> _The request_
Quote the entries in full, character for character, without their images.

> _Pointing and labeling entries_

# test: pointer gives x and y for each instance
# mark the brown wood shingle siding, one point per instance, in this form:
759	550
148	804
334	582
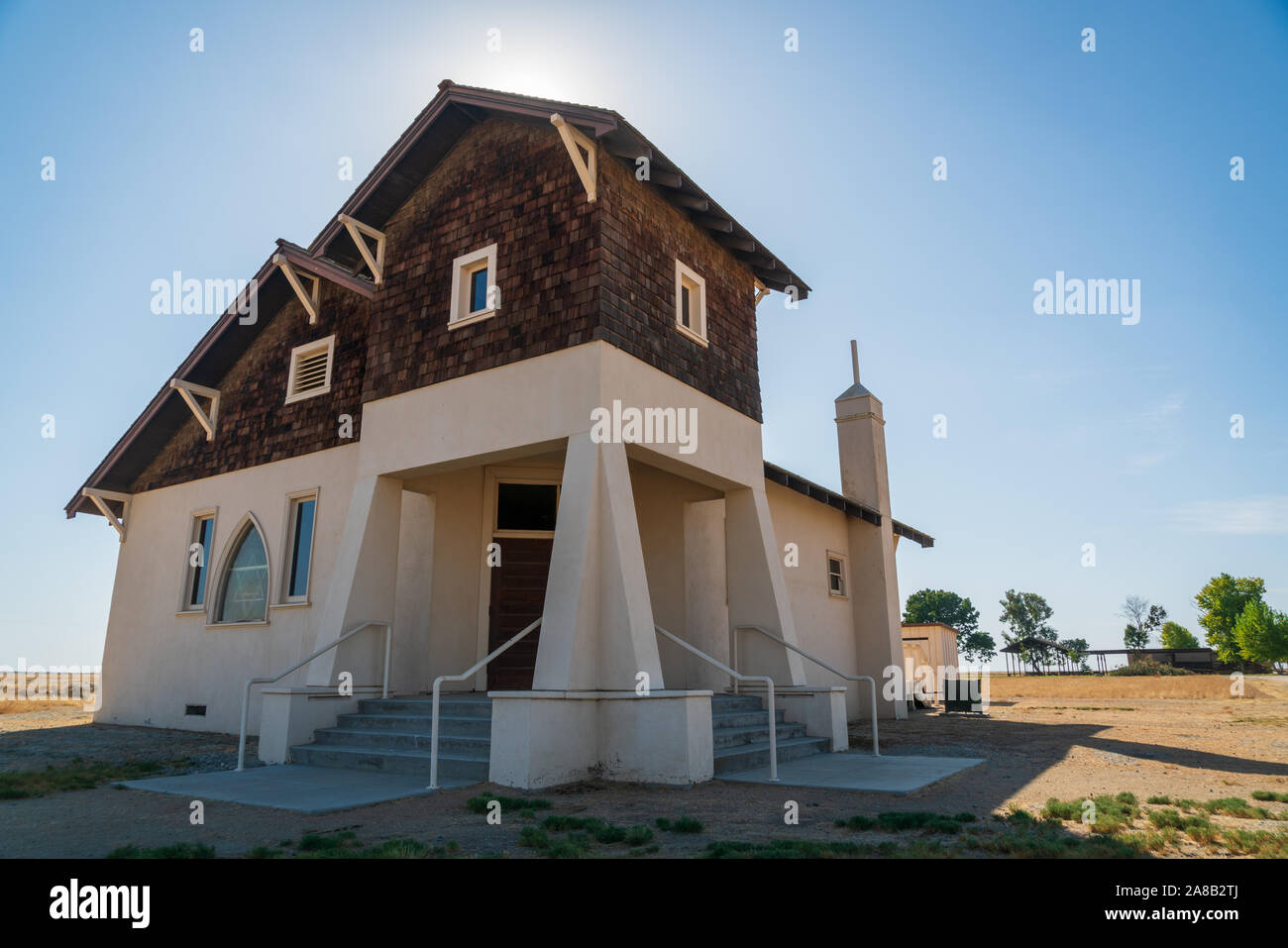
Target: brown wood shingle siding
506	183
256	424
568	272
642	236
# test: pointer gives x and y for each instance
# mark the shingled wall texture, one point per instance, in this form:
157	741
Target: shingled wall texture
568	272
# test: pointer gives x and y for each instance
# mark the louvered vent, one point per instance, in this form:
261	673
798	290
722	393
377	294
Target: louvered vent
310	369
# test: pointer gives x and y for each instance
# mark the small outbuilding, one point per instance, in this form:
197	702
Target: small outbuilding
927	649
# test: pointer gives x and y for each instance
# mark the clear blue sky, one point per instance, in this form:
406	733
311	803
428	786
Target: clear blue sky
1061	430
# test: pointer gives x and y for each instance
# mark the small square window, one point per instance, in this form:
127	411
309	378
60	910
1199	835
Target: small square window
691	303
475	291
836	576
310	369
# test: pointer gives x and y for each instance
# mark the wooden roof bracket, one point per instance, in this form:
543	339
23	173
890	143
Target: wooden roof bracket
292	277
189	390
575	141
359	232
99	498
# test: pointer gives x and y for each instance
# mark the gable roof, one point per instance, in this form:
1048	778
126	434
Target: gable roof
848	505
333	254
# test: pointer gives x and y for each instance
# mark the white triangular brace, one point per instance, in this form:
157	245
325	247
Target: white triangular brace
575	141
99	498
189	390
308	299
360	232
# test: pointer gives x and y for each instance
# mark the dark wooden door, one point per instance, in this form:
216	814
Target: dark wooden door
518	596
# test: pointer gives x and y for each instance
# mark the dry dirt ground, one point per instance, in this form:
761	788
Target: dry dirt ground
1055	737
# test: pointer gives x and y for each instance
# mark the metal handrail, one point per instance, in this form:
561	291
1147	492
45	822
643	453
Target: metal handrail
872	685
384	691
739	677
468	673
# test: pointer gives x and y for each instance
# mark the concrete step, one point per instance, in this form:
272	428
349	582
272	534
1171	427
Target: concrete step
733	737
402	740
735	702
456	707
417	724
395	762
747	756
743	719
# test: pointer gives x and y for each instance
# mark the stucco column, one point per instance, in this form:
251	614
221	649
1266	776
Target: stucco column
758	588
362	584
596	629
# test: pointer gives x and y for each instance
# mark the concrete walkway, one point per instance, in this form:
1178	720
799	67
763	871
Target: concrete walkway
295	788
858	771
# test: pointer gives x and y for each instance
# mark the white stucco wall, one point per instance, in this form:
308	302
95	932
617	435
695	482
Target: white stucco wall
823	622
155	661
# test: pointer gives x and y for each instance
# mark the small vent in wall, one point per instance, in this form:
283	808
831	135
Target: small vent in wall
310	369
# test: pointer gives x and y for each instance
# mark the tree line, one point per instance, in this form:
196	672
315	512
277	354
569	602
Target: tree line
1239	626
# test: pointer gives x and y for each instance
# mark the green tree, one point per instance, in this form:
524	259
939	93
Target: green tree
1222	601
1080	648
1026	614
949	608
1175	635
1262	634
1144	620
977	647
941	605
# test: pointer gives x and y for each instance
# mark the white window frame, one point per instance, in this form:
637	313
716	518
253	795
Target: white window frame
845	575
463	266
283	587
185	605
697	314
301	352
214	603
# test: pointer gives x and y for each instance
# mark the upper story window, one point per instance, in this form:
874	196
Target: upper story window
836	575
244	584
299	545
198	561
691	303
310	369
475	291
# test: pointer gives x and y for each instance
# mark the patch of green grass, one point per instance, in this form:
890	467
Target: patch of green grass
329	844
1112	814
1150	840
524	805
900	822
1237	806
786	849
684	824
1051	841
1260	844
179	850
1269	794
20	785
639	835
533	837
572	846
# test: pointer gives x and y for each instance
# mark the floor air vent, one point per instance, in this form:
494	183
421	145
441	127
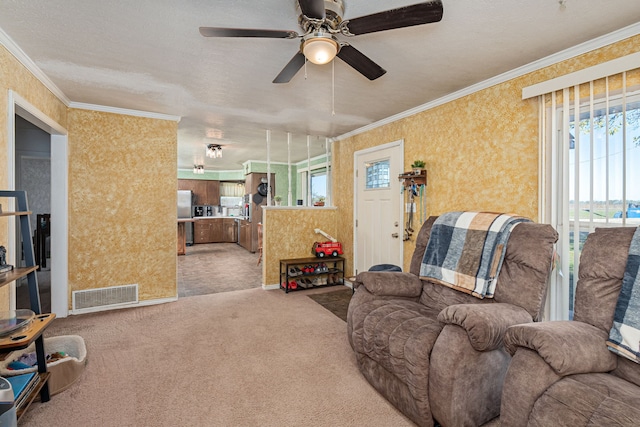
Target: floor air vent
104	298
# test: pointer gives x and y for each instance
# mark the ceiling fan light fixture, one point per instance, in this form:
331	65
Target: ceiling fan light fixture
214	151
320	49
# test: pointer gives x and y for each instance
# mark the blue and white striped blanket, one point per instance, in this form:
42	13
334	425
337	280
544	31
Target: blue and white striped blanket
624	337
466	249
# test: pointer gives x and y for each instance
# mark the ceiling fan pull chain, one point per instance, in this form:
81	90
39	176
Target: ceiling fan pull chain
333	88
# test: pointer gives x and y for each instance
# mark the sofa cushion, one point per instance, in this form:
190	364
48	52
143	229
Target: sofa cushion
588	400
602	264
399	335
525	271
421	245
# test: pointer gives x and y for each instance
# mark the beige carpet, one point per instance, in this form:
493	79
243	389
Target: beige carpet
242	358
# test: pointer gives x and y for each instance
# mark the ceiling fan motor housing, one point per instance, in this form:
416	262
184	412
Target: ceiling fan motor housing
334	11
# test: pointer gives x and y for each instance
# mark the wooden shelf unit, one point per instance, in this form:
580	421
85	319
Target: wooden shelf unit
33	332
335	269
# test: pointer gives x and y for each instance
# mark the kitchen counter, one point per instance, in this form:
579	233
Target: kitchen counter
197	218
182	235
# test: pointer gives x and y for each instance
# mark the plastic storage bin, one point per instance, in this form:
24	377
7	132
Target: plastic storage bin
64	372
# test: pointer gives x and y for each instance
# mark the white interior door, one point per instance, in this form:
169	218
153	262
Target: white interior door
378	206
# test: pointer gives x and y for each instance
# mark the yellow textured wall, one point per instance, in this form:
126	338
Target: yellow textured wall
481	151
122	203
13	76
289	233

> _Complete output_
# test: pointer gives x and y for each instance
# mark the brown wood shingle siding, one point per instance, in this form:
759	550
148	804
334	582
Target: brown wood shingle siding
506	183
256	424
568	272
642	236
# test: pointer gives x and y for each instance
# mark the shingled wall texture, one point per instance, in this form:
157	741
Target: shingled wall texture
568	272
# test: pointer gives x and y for each instance
# mark the louvered vent, one point per instance, in this form:
261	673
798	290
722	393
377	294
Target: louvered vent
310	369
# test: pointer gives x and y for each instance
# mark the small outbuilding, one point per instance, in this form:
197	702
Target: small outbuilding
927	649
# test: pointer gives x and y for each instance
# mark the clear blue sky, one point per instance, in this form:
406	733
311	803
428	786
Target: clear blue sky
1061	430
# test: pointer gives x and y for each instance
# mark the small square window, one point per instance, in this form:
127	411
309	378
60	910
1199	835
Target: small square window
691	303
475	291
836	576
310	369
# test: pointer gives x and y for each instance
# mark the wooden roof bracket, one point per instance, in this form:
543	339
23	173
890	143
Target: wooden roof bracket
292	277
189	390
575	141
359	232
99	498
# test: pointer gives x and y for each instance
# mark the gable roof, one point per instance, in this form:
1048	778
126	434
Target: gable roof
848	505
333	254
# test: pointer gives x and y for each instance
# mark the white triangular brace, one point per instance, in this form:
157	245
325	247
Target: white triangular brace
575	141
99	498
189	390
308	299
360	232
# test: pointer gives x and y for each instance
# mark the dark wooden door, one point per instance, in this form:
216	814
Target: dark wooden door
518	596
# test: pointer gives x and y for each instance
# mark the dry dirt ground, one point per instance, in this form:
761	788
Target: dry dirt ground
1055	737
# test: pointer gives x and y for each instance
# mark the metal handrail, one point per instance, in this form:
561	291
1147	492
45	822
643	453
Target: metal handrail
872	685
384	691
739	677
468	673
# test: pointer gives x and y for each instance
# mark the concrete step, one point per instance, in this form:
272	428
349	582
272	534
1171	427
Target: concrete step
733	737
402	740
735	702
456	707
417	724
395	762
747	756
743	719
# test: pointer gives x and y for each instance
# mark the stucco column, one point per instance, in this form:
251	614
221	649
1266	776
Target: stucco column
758	588
362	584
596	629
# test: pointer gives x and y for each instance
# mark the concrete walkway, one point per instance, in this form:
1178	720
799	67
763	871
Target: concrete walkway
295	788
858	771
# test: pointer gives x and y for each instance
# mark the white stucco wall, one point per instance, in this form:
308	302
95	932
617	435
695	482
Target: white stucco wall
823	622
155	661
# test: pointer gives x and y for each instance
# mark the small vent in wall, one point per instance, in this form:
283	808
831	135
Target: small vent in wall
310	369
# test: pointer gives x and y for each instance
# mark the tree line, one point per instance, in this form:
196	672
315	512
277	354
569	602
Target: tree line
1239	626
# test: pointer gives x and y for each instance
# mark the green tree, one point per instance, in this form:
524	259
939	93
Target: green tree
1222	601
1080	648
1026	614
949	608
1175	635
1262	634
1144	620
977	647
941	605
# test: pointer gives x and y for each instance
# mark the white window frame, one point per instance, in this form:
637	313
716	518
253	795
Target: white window frame
845	575
463	266
283	587
185	605
697	314
301	352
214	603
# test: pointer gives x and y for each instance
# mark the upper story window, one point per instance, in this form:
874	196
Target: upper story window
836	575
244	584
299	545
198	561
691	303
310	369
475	291
# test: pointer gives x and y for each instance
# mark the patch of green grass, one point per instance, in this form:
890	467
Target: patch of green grass
329	844
1112	814
1150	840
524	805
900	822
1237	806
786	849
684	824
1051	841
1260	844
179	850
1269	794
20	785
639	835
533	837
572	846
# test: pointer gives x and y for each instance
# mark the floor air vent, one point per instance, in this form:
494	183
421	145
441	127
Target: floor air vent
104	298
# test: pointer gives x and y for each instance
# mark the ceiling fan light fixture, one point per instance, in this form:
331	65
Target: ceiling fan light fixture
214	151
320	49
# test: pointer gives x and y for each instance
# mark the blue and white striped blanket, one point per instance, in this form:
42	13
334	425
337	280
544	31
Target: blue and white striped blanket
624	337
466	249
# test: pointer gives x and y for each instance
# mark the ceiling fan pull chain, one point per instance, in this form:
81	90
39	176
Target: ceiling fan pull chain
333	88
# test: pointer gives x and y for each instance
# mark the sofa cushion, one point per instance, in this form:
190	364
48	52
143	229
Target: sofa cushion
588	400
602	264
399	335
525	271
421	245
# test: pointer gives x and y for each instance
# mark the beige carpet, one point per instance, in this form:
493	79
243	389
Target: beige carpet
242	358
# test: pointer gives x and y for each instance
# mark the ceiling fan motor housing, one point per instance, in this form:
416	262
184	412
Target: ceiling fan motor housing
334	11
# test: pointer gives x and y for each instance
# mark the wooden shelf unit, one point per instance, in this form:
580	421
85	319
Target: wooden shelf unit
33	332
335	269
# test: pointer gives x and y for each instance
# mark the kitchen counter, one point per instance, in this form:
579	233
Target: kitchen counter
197	218
182	235
# test: pointer gives x and y for each instance
# mark the plastic storage bin, one point per instance, in this form:
24	377
7	132
Target: plastic storage bin
64	372
# test: pointer gives x and y for each instance
# mark the white interior door, one point per instance, in this form:
169	218
153	262
Target: white interior door
378	206
# test: pointer gives x and y for each instance
# mark the yellow textured wall, one point per instance, in this form:
126	338
Target: yellow textured wall
481	151
122	203
13	76
289	233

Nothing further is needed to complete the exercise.